Passage provided »
# Finished my vivarium.... now I just need a little buddy to call it home :D (pics)



## TPO (Aug 14, 2011)

I decided after the passing of my Leo, Cynder, that I'd build a completely new vivarium set-up in case I decide to get another gecko. Now I'm not quite at the point of getting another one just yet. That'll probably come next year sometime but I had a lot of fun building the caves etc so I thought I'd share on here and see what everyone thinks. Couple of things before anyone points it out. The water and food bowls aren't in the photo because I hadn't put them in yet  The middle hide will be the moist hide and I have made a removable plastic "inside" for the cave that will contain the moss for easy containment/cleaning. Anyway let me know what you think


----------



## Zakk (Oct 15, 2008)

i think you should tell me which method. You used. Looks brill!


----------



## TPO (Aug 14, 2011)

Pretty much the same method I've seen others on here use. The log thing is just a toilet roll tube covered in plaster (it's plaster that comes in bandage like rolls and you dip it in water and place strips of it on) then grouted, painted and varnished. The caves were polystyrene with extra bits glued on for texturing, then plastered, then grouted and then varnished. The plants and background were bought online. I'm really happy with how it turned out though.


----------



## Perrin93 (Jun 6, 2012)

Very nice, Well done


----------



## Lexicious (Nov 8, 2012)

Very nice, I'm thinking I may start a custom viv soon. This certainly gives me the inspiration to get started.


----------



## snakess (Sep 3, 2012)

Aww lovely.


----------



## Bennewell (Apr 5, 2012)

Look mint


----------



## drstevo (May 22, 2012)

Excellent job! Starting a new project soon myself 
Just a question, what size are the artificial plants you have hanging there?


----------



## TPO (Aug 14, 2011)

drstevo said:


> Excellent job! Starting a new project soon myself
> Just a question, what size are the artificial plants you have hanging there?



Thanks. There are 5 plants in there total. The longest is 12 inches and the other 4 are I think 8. I got them from there Vivariums, Reptile Supplies & Live Food. Should have exact sizes on there.


----------



## yuesaur (Aug 29, 2011)

i think you should let me move in there :whistling2:

its brill!


----------

Your tasks »
**1)** Can you quote the vivarium thread, everything from "## Zakk (Oct" down to "turned out though."?
**2)** In the vivarium thread, why does the builder give the middle cave a removable plastic insert?

Entries shown »

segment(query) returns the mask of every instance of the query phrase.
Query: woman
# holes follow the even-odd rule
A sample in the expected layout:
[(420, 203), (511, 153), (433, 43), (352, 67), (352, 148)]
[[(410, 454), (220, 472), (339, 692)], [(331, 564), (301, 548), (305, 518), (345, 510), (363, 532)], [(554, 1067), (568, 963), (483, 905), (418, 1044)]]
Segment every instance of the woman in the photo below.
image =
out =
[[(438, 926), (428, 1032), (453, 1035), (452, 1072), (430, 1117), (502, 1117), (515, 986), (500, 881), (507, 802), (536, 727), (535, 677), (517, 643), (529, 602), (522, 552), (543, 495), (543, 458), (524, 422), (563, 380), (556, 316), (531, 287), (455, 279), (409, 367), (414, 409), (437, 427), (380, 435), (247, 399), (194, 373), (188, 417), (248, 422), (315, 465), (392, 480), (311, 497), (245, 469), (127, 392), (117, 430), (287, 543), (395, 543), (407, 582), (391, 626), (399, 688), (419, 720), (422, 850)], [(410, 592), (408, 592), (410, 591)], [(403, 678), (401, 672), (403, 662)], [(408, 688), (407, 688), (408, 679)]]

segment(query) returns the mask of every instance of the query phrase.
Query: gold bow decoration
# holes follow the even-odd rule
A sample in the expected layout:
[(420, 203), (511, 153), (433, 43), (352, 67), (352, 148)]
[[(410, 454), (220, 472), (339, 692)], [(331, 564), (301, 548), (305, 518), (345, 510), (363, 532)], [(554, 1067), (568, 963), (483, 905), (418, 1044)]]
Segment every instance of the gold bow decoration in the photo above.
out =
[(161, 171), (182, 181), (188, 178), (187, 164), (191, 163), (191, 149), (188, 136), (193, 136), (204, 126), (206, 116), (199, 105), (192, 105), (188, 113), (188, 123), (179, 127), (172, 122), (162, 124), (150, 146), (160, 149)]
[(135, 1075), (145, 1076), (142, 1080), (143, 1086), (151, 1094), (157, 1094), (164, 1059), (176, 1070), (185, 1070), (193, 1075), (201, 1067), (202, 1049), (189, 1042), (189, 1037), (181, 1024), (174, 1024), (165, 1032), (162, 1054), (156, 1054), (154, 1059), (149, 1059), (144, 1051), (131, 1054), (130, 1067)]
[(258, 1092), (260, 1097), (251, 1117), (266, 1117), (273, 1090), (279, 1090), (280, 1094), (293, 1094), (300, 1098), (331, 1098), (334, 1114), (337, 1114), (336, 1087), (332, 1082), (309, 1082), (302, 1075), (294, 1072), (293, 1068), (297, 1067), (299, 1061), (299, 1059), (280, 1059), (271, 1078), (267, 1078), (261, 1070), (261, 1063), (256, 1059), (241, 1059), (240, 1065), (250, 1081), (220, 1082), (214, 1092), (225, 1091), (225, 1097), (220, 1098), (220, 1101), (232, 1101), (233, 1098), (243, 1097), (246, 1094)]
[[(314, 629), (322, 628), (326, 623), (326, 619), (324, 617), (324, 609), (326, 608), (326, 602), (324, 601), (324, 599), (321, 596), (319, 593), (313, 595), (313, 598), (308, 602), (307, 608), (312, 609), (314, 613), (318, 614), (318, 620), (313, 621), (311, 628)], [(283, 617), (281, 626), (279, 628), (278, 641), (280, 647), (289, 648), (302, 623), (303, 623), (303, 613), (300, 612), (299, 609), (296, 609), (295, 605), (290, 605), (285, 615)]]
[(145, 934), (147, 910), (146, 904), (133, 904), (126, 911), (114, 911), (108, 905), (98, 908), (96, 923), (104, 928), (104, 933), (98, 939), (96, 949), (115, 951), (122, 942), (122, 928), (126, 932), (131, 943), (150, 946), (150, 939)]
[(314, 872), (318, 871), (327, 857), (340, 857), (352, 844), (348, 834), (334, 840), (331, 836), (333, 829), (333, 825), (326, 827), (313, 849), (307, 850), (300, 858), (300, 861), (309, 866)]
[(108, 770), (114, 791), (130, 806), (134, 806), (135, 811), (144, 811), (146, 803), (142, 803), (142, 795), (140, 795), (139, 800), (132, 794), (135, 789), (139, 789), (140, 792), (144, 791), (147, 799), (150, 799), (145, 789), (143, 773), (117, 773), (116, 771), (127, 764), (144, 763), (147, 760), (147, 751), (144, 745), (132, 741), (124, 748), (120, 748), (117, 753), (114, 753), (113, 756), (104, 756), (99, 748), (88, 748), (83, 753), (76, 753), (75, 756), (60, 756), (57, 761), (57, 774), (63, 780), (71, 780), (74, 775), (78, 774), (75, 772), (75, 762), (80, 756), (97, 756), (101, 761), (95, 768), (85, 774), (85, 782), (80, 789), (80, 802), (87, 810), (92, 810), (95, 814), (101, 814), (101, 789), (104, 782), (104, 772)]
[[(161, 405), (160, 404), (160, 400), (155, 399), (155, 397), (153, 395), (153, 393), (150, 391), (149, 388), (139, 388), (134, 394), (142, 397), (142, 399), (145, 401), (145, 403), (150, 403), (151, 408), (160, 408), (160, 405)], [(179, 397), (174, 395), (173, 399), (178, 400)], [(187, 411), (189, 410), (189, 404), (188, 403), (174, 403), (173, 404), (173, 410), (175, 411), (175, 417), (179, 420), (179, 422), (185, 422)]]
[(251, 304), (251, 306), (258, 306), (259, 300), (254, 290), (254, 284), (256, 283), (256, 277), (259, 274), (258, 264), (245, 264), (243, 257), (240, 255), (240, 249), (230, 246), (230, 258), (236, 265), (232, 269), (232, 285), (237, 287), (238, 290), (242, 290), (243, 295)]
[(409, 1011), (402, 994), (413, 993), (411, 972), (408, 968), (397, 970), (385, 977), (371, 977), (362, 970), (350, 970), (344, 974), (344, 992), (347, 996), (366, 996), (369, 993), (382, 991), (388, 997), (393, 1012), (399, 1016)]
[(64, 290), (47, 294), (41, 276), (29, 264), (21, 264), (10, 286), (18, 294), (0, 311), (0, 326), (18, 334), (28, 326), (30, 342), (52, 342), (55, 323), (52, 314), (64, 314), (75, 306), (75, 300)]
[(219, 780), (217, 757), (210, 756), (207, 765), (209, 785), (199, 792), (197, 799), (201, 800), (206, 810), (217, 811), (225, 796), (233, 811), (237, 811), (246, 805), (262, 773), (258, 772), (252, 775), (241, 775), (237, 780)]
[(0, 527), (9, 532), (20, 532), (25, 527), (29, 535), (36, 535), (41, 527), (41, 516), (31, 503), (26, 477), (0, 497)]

Answers for the tasks »
**1)**
## Zakk (Oct 15, 2008)

i think you should tell me which method. You used. Looks brill!


----------



## TPO (Aug 14, 2011)

Pretty much the same method I've seen others on here use. The log thing is just a toilet roll tube covered in plaster (it's plaster that comes in bandage like rolls and you dip it in water and place strips of it on) then grouted, painted and varnished. The caves were polystyrene with extra bits glued on for texturing, then plastered, then grouted and then varnished. The plants and background were bought online. I'm really happy with how it turned out though.

**2)** The middle hide will be the moist hide, and the removable plastic "inside" holds the moss. This makes the moss easy to contain and to clean.